▶ Aim of the exercise: Output every line of the records below as a Markdown table with columns No. and Text, numbering each row and skipping blank lines. Leave out the pictures.

[Data records start]

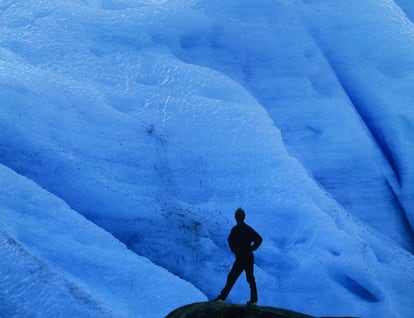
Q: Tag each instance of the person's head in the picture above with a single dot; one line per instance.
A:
(239, 215)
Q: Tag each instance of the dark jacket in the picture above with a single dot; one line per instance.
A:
(243, 239)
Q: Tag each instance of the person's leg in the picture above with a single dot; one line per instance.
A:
(235, 272)
(249, 267)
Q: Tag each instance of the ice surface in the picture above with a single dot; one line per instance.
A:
(55, 263)
(155, 120)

[Data records end]

▶ Answer in full:
| No. | Text |
|---|---|
| 1 | Q: Tag each instance of the person's head in the picture above with a single dot; one line per instance. |
| 2 | A: |
| 3 | (239, 215) |
| 4 | Q: Tag each instance of the dark jacket in the picture above with a single dot; one line per instance. |
| 5 | A: |
| 6 | (243, 239) |
| 7 | Q: Tag each instance of the person's leg in the picture above with a single dot; one line per instance. |
| 8 | A: |
| 9 | (235, 272) |
| 10 | (249, 267) |
| 11 | Q: Tag each instance of the ice surface in the picture above with a single dot; one line per instance. |
| 12 | A: |
| 13 | (55, 263) |
| 14 | (155, 120) |